LESETEXT:
***

Die Bundeskanzlerin nähert sich Europa weniger mit dem Geschichtsbuch als mit dem Taschenrechner. Und der spuckt zurzeit Zahlen aus, die der Rest der EU-Staaten nur mit Fassungslosigkeit registrieren kann. Während drei von ihnen wirtschaftlich schon in existentielle Bedrängnis geraten, andere an gezählt sind, erlebt der Koloss in der Mitte die Finanzmarktkrise geradezu als wirtschaftlichen Jungbrunnen und muss sich bloß überlegen, ob er den meisten Stolz auf seine Wachstums-, Export- oder Arbeitslosenzahlen legen soll."
Für den Leser stellt sich jetzt die Frage, wer in Europa, welcher der klammen Staaten hat das Geld, die deutschen Produkte zu kaufen.
Sicher ist, dass man auf spanischen Straßen vermehrt Audi Q7, Porsche Cayenne und sonstige Luxusautos Made in Germany sieht, die mit Reifenprofilen von weniger als 1 mm fahren. Das Geld für die neue Beschuhung der Boliden fehlt. Ebenso fehlt das Geld, neue Autos der Preisklasse 70.000-140.000 Euro zu kaufen, weil die Banken kein Geld für Kredite mehr haben. Sollten sie jedoch über Kapital verfügen, wird heute eine Risikoprüfung durchgeführt, eine für Spanien neue Strategie.

***

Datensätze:
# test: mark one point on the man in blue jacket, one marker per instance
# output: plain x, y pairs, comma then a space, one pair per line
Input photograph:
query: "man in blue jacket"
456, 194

***

ARBEITSANWEISUNGEN:
1. Übersetze aus dem Text über Deutschland und die Finanzmarktkrise den Satz „Die Bundeskanzlerin nähert sich Europa weniger mit dem Geschichtsbuch als mit dem Taschenrechner.“ ins Englische.
2. Bitte schreib den Text über Deutschland und die Finanzmarktkrise im Anschluss an seinen letzten Satz weiter.
Die Datensätze sind eigenständiges Material und gehören nicht zum Text über Deutschland und die Finanzmarktkrise.

LÖSUNGEN:
1. The Chancellor approaches Europe less with a history book than with a calculator.

2.
Kleine und mittlere Unternehmen ächtzen unter der Schuldenlast und können wegen der fehlenden Kreditlinien keine Investitionen mehr durchführen.
Das Geld ist so knapp, dass selbst die staatlichen Krankenhäuser den Pharmaunternehmen die stolze Summe von 5 Milliarden Euro schulden.
In Irland, Portugal, Griechenland wird die Problematik noch größer sein. Sie sind also, wenn überhaupt, noch schlechtere Absatzmärkte für deutsche Produkte.
Woher kommen also die Einnahmen der deutschen Wirtschaft, die trotz der EU-Staaten und der Finanznot boomt? Wird nicht immer behauptet, dass auch die genannten Länder deutsches Wirtschaftswachstum anfeuern? Was ist mit der Behauptung, dass unsere Absatzmärkte hauptsächlich in den Ländern der Euro-Gruppe liegen?
Spanien boomte mehr als 10 Jahre und die Bürger in Deutschland mussten sich die Gürtel enger schnallen. Aus dieser, für Spanien höchst angenehmen Entwicklung, entstand in Deutschland weder Neid noch Hass.
Es ist sicherlich so, dass das Argument deutscher Politiker, Deutschland profitiere von der Euro-Gruppe, so nicht stimmt.
Berücksichtigen wir auch noch, dass ein Großteil der deutschen Produkte ganz oder teils gar nicht in Deutschland, sondern in der EU oder in China, Indien oder anderen Ländern hergestellt werden, ist das Argument ad absurdum geführt.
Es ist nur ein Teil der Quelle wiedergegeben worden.